QUOTED TEXT:
+-------+

The remarkable rise of Narendra Modi, India’s prime minister, is examined in a review by Max Rodenbeck of two new books about Indian politics. In 2014, Modi led the Bharatiya Janata, or Indian People’s Party (BJP), to one of the most dramatic electoral upsets in India’s 70 years as a democracy.
“Despairing opponents, for their part, tend to consider Modi’s success part of an equally inexorable global wave of strongman populism: From his appeal to voter anger, to his accusations of enemies, to his televisual talent for sound bites and gestures, he much resembles Donald Trump, Vladimir Putin, Recep Tayyip Erdoğan, or Rodrigo Duterte,” Rodenbeck writes.
“With dreary regularity in Delhi as much as in London or New York, shoulders shrug and palms spread as it is explained that witless Indian voters have succumbed to some kind of wicked zeitgeist.”

+-------+

SUPPLIED MATERIAL:

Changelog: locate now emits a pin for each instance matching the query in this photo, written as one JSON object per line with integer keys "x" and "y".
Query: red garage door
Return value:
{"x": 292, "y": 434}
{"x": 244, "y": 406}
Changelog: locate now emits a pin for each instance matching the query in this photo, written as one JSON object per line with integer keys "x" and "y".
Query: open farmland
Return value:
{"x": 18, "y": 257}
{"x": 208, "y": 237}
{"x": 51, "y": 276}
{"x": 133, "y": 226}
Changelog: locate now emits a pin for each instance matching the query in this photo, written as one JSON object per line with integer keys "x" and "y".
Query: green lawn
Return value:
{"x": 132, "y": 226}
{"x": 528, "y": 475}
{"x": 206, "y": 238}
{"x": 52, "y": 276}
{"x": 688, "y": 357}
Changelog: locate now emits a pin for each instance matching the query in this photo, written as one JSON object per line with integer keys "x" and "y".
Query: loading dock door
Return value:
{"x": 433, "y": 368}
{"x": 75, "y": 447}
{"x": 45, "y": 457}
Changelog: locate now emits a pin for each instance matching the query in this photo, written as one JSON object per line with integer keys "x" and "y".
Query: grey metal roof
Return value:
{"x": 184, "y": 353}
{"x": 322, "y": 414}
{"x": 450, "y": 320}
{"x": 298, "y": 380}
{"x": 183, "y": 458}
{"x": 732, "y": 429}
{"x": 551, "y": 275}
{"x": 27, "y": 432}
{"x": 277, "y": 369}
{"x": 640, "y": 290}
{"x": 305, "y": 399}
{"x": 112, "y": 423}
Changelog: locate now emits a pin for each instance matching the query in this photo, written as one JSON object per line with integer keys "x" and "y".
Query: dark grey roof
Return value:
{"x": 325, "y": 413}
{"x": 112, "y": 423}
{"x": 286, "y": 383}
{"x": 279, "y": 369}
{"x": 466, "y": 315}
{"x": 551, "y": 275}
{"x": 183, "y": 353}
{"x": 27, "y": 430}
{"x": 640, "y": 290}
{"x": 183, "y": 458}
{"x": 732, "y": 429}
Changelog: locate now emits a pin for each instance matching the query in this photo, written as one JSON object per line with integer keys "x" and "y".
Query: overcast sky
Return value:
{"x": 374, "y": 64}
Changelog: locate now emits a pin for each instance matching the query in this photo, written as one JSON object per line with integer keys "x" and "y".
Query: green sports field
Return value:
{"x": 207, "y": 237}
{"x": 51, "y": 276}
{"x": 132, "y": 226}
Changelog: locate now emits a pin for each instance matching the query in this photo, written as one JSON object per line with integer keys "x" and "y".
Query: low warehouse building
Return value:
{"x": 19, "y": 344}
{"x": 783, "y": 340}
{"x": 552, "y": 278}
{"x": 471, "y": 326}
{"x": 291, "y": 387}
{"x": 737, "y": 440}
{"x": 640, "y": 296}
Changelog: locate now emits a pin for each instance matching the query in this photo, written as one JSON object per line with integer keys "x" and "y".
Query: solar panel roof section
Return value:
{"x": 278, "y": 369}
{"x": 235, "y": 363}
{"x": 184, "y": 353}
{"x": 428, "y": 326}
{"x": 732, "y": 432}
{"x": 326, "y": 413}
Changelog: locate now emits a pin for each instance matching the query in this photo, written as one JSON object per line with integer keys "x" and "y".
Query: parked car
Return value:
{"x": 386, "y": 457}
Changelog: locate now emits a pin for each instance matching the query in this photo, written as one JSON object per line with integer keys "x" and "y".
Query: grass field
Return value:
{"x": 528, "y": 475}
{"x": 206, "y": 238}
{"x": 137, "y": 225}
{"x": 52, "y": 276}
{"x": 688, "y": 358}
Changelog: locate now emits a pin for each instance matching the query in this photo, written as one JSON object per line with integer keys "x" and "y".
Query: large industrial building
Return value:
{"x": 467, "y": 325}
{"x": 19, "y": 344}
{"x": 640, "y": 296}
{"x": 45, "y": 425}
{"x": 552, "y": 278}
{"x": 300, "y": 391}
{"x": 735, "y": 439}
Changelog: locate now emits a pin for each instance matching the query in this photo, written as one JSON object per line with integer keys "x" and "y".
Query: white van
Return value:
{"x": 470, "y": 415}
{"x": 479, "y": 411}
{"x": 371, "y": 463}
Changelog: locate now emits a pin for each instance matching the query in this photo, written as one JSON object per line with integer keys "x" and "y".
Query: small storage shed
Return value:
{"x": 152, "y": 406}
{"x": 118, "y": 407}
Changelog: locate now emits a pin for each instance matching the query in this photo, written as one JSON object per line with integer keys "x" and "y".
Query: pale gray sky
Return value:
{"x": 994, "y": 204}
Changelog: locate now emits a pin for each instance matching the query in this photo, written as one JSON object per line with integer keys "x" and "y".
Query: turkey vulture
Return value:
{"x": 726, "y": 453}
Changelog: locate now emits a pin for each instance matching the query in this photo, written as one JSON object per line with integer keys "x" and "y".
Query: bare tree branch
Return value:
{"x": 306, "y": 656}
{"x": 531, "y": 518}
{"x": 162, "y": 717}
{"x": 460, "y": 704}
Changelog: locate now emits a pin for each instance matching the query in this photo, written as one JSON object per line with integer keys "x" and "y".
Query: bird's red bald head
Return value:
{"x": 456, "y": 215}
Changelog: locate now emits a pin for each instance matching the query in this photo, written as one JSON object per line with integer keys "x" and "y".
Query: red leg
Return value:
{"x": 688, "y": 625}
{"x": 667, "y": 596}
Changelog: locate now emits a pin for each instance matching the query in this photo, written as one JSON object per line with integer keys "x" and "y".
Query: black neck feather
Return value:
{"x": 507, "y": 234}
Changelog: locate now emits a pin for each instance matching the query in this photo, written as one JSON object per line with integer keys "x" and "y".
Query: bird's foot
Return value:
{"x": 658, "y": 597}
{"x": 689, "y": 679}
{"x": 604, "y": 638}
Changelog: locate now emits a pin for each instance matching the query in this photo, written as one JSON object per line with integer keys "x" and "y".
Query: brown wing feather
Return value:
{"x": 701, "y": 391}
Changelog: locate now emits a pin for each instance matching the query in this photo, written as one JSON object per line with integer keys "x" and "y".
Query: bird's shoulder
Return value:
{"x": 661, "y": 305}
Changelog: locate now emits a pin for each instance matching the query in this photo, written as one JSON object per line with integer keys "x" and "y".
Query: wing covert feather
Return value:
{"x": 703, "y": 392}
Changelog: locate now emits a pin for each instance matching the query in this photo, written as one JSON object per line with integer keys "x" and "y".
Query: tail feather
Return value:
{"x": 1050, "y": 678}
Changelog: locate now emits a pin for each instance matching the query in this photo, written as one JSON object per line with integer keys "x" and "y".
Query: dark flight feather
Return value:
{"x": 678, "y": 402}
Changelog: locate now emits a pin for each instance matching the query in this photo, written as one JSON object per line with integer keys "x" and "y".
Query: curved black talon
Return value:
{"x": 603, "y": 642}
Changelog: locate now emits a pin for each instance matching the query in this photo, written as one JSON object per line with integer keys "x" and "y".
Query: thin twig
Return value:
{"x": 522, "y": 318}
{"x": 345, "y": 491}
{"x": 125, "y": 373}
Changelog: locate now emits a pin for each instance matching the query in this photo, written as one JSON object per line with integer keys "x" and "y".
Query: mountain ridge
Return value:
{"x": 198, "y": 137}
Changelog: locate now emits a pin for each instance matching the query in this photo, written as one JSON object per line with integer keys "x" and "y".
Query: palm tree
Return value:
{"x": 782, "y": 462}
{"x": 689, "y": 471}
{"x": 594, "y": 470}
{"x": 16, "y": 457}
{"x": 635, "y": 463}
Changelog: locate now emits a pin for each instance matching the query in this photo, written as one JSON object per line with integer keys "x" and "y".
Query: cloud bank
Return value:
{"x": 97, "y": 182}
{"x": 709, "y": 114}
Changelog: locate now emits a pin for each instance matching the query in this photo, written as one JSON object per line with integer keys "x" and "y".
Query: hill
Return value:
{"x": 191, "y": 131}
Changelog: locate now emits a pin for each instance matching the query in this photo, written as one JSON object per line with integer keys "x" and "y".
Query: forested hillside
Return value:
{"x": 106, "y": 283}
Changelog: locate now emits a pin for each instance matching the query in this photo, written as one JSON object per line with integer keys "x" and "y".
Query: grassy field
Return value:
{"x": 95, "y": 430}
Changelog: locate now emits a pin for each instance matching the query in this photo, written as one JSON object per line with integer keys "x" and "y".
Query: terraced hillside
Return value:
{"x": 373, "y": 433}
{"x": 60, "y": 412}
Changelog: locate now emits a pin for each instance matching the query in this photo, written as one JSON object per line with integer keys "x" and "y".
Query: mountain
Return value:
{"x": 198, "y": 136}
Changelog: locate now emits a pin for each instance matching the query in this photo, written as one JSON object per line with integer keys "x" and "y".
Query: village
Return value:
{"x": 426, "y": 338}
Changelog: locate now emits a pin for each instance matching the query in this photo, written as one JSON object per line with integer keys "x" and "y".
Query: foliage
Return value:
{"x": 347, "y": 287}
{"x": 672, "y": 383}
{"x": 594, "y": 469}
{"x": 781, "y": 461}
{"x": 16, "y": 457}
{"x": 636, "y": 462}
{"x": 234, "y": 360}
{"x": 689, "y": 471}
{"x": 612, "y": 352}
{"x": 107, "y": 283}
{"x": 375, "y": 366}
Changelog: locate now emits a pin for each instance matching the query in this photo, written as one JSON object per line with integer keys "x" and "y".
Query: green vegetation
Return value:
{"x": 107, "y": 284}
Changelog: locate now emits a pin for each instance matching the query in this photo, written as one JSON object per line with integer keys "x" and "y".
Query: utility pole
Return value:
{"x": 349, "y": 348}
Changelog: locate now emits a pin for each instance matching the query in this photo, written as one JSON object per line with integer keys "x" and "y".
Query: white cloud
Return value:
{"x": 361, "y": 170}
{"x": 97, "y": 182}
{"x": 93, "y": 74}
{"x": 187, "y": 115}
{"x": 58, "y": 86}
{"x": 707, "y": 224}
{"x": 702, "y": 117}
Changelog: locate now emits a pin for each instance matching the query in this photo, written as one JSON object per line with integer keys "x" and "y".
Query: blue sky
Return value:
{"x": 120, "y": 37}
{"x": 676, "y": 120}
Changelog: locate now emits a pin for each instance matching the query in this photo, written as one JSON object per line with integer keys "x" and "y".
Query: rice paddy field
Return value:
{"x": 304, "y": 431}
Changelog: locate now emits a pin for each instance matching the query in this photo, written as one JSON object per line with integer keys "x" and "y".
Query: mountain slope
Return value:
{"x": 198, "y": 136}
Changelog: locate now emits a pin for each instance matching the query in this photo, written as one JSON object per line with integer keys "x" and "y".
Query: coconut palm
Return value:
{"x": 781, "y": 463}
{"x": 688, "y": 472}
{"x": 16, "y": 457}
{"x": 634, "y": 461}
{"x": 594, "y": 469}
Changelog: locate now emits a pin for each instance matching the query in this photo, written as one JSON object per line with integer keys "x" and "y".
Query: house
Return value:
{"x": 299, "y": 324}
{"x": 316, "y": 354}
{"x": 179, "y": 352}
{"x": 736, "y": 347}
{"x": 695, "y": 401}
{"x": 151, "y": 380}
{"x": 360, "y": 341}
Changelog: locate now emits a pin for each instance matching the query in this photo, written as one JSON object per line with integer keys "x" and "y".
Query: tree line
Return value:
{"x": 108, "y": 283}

+-------+

WHAT YOU SHOULD DO: Retype the passage on Narendra Modi's rise from "The remarkable rise" up to and including "as a democracy.".

WORKED ANSWER:
The remarkable rise of Narendra Modi, India’s prime minister, is examined in a review by Max Rodenbeck of two new books about Indian politics. In 2014, Modi led the Bharatiya Janata, or Indian People’s Party (BJP), to one of the most dramatic electoral upsets in India’s 70 years as a democracy.